Directive
Make an exact copy of all the material below, apart from the pictures.
......
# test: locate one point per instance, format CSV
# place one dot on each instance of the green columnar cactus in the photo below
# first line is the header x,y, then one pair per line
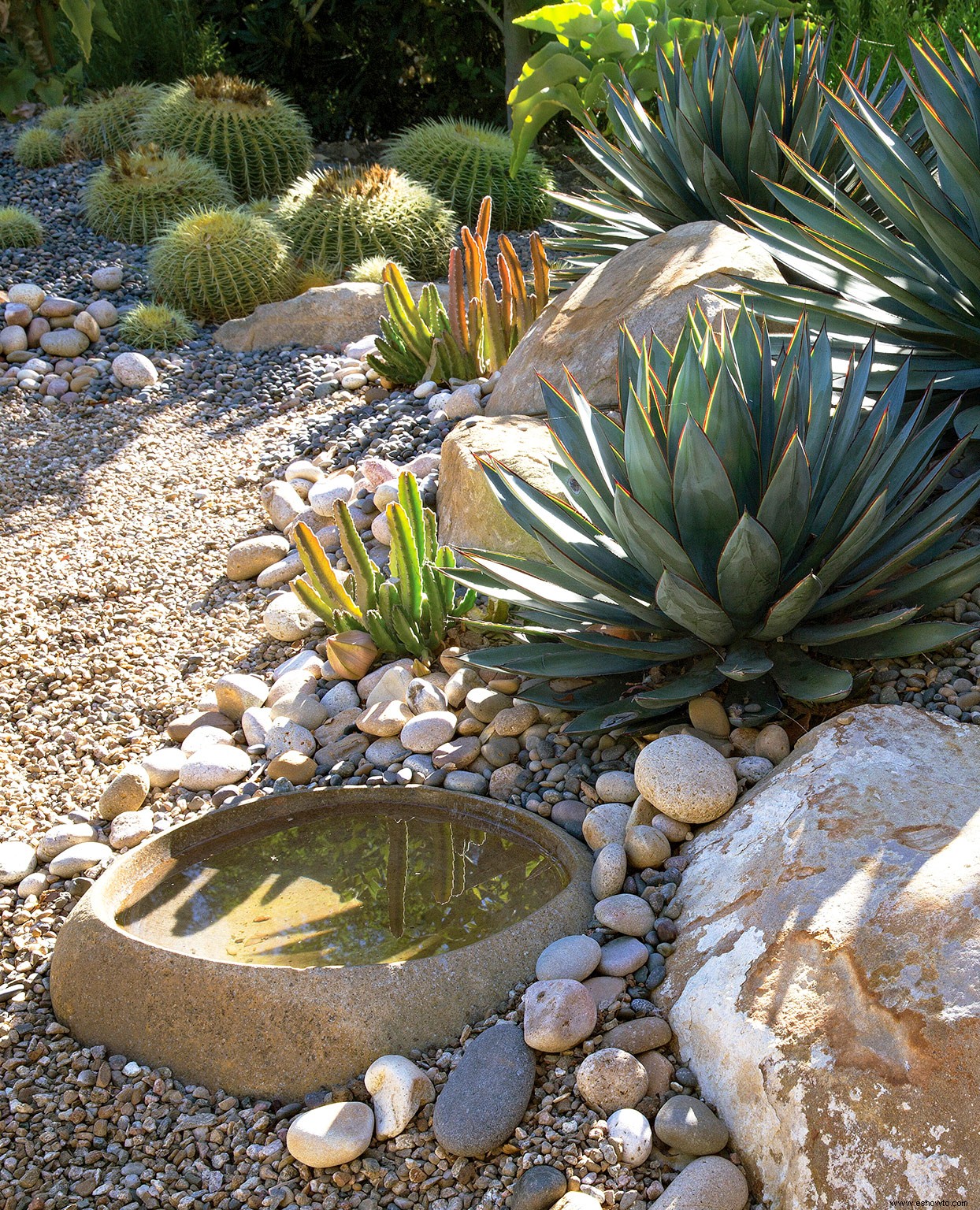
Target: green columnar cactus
x,y
221,264
135,194
38,148
252,133
406,614
20,229
463,162
110,122
336,218
150,325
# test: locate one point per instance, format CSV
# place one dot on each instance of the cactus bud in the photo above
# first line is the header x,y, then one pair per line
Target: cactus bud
x,y
351,654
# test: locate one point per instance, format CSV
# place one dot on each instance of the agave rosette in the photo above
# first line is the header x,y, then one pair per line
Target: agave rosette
x,y
915,277
725,122
738,517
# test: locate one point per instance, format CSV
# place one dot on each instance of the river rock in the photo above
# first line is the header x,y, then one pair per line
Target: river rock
x,y
609,871
648,286
824,983
558,1014
247,558
607,824
17,859
399,1088
126,792
539,1189
630,1135
214,765
331,1135
485,1097
708,1182
688,1126
611,1079
569,957
685,778
79,858
625,914
471,517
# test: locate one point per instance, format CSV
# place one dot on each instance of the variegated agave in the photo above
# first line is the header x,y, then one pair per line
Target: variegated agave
x,y
722,124
733,523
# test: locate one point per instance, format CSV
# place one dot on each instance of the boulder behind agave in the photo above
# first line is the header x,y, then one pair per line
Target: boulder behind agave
x,y
737,516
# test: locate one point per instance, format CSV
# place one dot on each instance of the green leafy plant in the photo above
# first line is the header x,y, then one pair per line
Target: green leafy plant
x,y
738,517
463,162
478,331
135,194
729,117
110,122
406,612
334,218
915,277
221,264
602,40
31,65
20,229
253,135
150,325
38,148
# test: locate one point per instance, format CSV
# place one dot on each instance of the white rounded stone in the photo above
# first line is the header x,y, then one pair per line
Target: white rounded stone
x,y
399,1088
686,778
331,1134
135,369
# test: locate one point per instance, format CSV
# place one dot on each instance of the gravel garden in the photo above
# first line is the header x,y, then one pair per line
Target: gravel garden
x,y
492,677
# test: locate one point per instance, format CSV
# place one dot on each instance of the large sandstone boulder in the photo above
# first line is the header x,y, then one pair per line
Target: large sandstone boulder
x,y
826,986
470,514
325,316
648,286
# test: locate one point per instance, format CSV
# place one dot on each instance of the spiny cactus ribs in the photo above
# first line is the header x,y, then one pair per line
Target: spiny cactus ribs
x,y
251,133
221,264
336,218
463,162
135,194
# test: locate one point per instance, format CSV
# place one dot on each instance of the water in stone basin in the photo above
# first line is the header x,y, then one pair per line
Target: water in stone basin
x,y
343,889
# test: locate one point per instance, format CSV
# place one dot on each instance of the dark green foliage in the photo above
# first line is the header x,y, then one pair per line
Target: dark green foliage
x,y
463,162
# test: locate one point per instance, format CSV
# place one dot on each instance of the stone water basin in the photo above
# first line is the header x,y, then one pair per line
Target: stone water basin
x,y
282,945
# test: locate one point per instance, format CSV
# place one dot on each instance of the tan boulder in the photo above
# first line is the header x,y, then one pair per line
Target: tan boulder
x,y
325,316
648,286
824,983
470,514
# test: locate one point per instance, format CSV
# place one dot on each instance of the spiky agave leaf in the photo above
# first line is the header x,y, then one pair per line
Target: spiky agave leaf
x,y
737,512
916,277
725,120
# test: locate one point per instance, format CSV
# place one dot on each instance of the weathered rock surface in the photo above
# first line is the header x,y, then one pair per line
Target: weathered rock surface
x,y
648,286
470,514
325,316
824,983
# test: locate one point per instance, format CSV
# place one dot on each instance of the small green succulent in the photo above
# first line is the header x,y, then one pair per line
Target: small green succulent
x,y
463,162
20,229
735,521
409,611
151,325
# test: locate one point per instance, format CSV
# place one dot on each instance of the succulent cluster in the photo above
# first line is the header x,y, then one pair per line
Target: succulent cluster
x,y
221,264
20,229
406,614
110,122
257,138
733,521
463,162
38,148
135,194
336,218
478,331
151,325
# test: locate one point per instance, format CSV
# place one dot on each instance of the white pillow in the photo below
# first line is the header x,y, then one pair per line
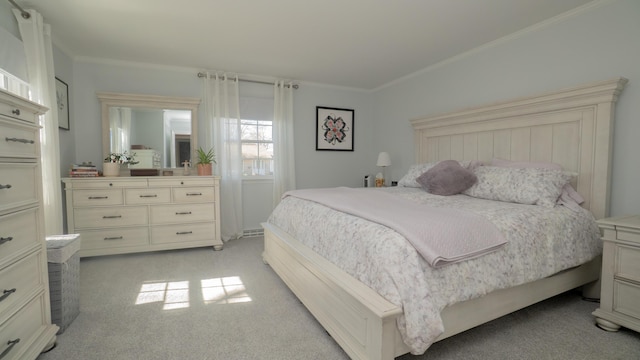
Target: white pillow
x,y
531,186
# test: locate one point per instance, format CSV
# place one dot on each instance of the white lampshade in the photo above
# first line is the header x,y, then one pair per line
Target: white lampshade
x,y
383,159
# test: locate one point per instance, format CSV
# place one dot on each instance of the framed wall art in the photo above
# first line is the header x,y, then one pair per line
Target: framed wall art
x,y
62,102
334,129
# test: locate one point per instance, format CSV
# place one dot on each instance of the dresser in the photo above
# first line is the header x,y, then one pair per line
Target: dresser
x,y
25,311
620,294
135,214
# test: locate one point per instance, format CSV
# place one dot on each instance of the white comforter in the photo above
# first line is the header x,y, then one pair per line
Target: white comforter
x,y
540,242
......
Exercise output
# test: locate one point per instance, format CSV
# place one dot on each instance of the green columnar cactus in the photo below
# first line is the header x,y, then one pair per line
Target: green columnar cactus
x,y
221,264
135,194
38,148
252,133
406,614
20,229
463,162
110,122
336,218
150,325
# test: locate one point per instance, format CSV
# place one dot on each instance of the cactus bud in the photo above
# first line is the header x,y, then one pair per line
Target: cactus bud
x,y
351,654
# test: locate one point per instance, format CSV
# place one dot on each instance of the agave rosette in the photo above
# first line is the header x,y, then one pair per line
Target: agave rosette
x,y
915,277
725,122
738,517
# test: locate one point per instance, format CSV
# place one dot on each instance of the river rock in the photo above
# first line is the header x,y, then one pair per line
Target: river rock
x,y
609,871
648,286
824,983
558,1014
247,558
607,824
17,859
399,1088
126,792
539,1189
630,1135
214,765
331,1135
485,1097
708,1182
688,1126
611,1079
569,957
685,778
79,858
625,914
471,517
# test: locate one point per instance, format CSV
# place one dot on each instance of the variegated agave in the photo above
# first line is the header x,y, then one pair per line
Target: variegated agave
x,y
722,124
733,523
# test: locate one point per instance, format CSV
# place one dot on each instance of the boulder behind agave in the photo above
# first line is the header x,y, then one pair per line
Target: boulder behind agave
x,y
737,516
# test: locate one point per instance, format CSV
# place one dot on each instance of the green leafy plant in the photo above
# first line is the header x,y, then one pair per line
Target: green leafy plant
x,y
738,517
463,162
478,331
135,194
729,117
110,122
406,612
334,218
915,277
221,264
602,40
31,65
20,229
253,135
150,325
38,148
# test: locate one point per instance, format CSV
# place one dot on each instance of the white rounded stone in the photo above
# first line is the header x,y, then one pair per line
Target: white rounded stone
x,y
399,1088
686,778
331,1134
135,369
# test: locate one point per instance, format CSV
# place one dot on each instance of the gravel garden in the photo above
# first line is the header x,y, then one pair per line
Target: gravel garden
x,y
492,677
# test: locate one point per instance, format CSV
# place one dot on each instance of the large sandstone boulder in the photo above
# first line is the header x,y, then one pair per line
Target: large sandstone boulder
x,y
826,986
470,514
325,316
648,286
# test: locate one point per instance, format CSV
# place one dot on each instance of the spiny cactus ribs in the photo above
# first line is the header x,y, then one pair per line
Target: spiny cactus ribs
x,y
251,133
221,264
336,218
463,162
135,194
# test: locate one point per instance, format CSV
# place one dot on each instance of the water in stone basin in the photo above
# first line is the header x,y, then one pair per line
Target: water in stone basin
x,y
343,889
# test: locate one point per instance, format CSV
# place one dot on each instance of the dark green foliage in the photo above
# first line is the header x,y, then one pair per line
Target: dark green foliage
x,y
463,162
# test: locate one point per instance, format CSV
# place one dot on each instance of the stone water basin in the photo above
# first line is the header x,y, then one pair per line
Target: stone water basin
x,y
282,945
# test: locate one point per instance, format CSV
# place one dot on each instance of the tan boulder in the photo above
# first line is the header x,y, then one pair per line
Target: tan boulder
x,y
325,316
648,286
824,983
470,514
# test: locate one point per instance, format CSV
# place one dot on each instance of the spiky agave leaf in the photo above
# first line is the header x,y, then one pair per line
Target: spiky agave leaf
x,y
737,512
916,277
725,120
# test: locate one point per instance, format CSV
# place one dot on each instance of the weathered rock surface in the photo above
# first line is the header x,y, then one pair per line
Target: weathered rock surface
x,y
648,286
470,514
325,316
824,983
# test: locate one point per instance, format CSV
# place one dot on each instance of the small green succulent in the photo above
# first line is the header x,y, then one pair per line
Target: small green succulent
x,y
463,162
20,229
735,521
409,611
151,325
# test: locate one point per instance, format CSV
# place one dot on each instance of the succulent cluster in the photo above
# first line is the header x,y, then one pair per line
Target: succulent cluster
x,y
221,264
20,229
406,614
110,122
257,138
733,521
463,162
38,148
135,194
336,218
478,331
151,325
# test: locate one point per instance, format CSV
# place one dot on each instance of the white pillow in the photo below
# first line is the header x,y, then one pair per line
Target: white pillow
x,y
531,186
# test: locate one point per instance, format CSV
# place one dot on each instance of the white lampshade in the photo above
# first line is the header x,y, then one pair per line
Target: white lampshade
x,y
383,159
# test: locate one point per instance, format CSV
# place one dot on each instance of the framed wall art in the photo above
# first line is the header x,y, then one pair per line
Target: framed wall art
x,y
62,102
334,129
# test: locate one point per instance, format CSV
# place one dot on each instance of the dresser in the photo above
# first line is the header x,y, then one pair per line
Target: dresser
x,y
25,311
620,294
135,214
# test: locate one point per instance, format CSV
# place one dot on each instance of the white comforter in the photo above
# first line is the header x,y, then one pair per line
Target: white comforter
x,y
540,242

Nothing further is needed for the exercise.